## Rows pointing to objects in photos
'''
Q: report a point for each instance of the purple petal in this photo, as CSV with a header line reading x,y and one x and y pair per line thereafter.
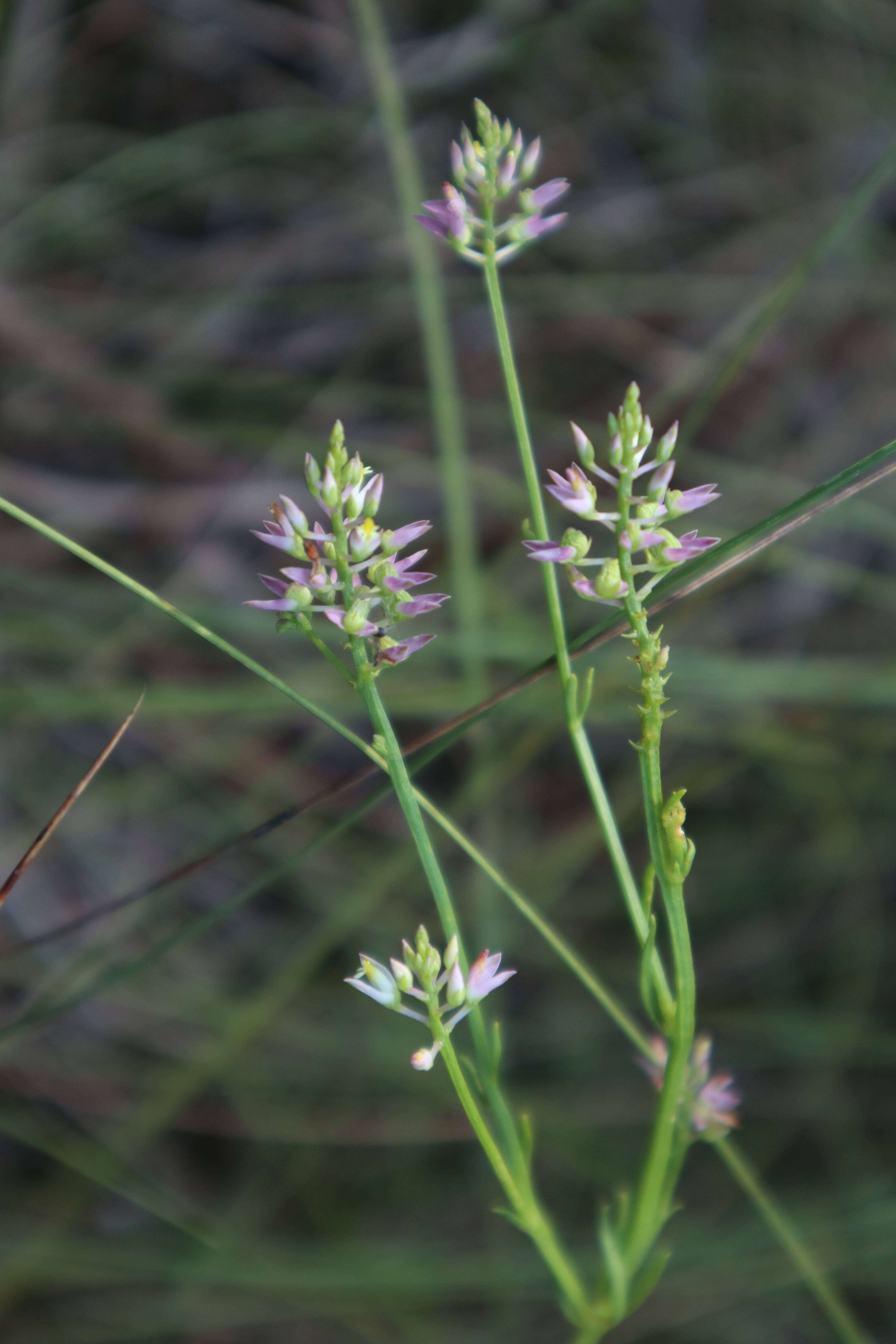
x,y
404,651
536,226
409,560
338,616
696,498
549,193
277,587
398,583
283,544
410,533
420,605
690,546
441,210
440,230
550,552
'''
## TO DO
Copy out every row above word for word, leaving out the pictures.

## RESULT
Q: report a point for each instance of the purple petal in this photo, as CSV with a header line reading x,y and one x and y pair per line thereafter.
x,y
404,651
536,226
409,560
338,616
696,498
549,193
277,587
398,583
283,544
410,533
420,605
690,546
441,210
440,230
550,552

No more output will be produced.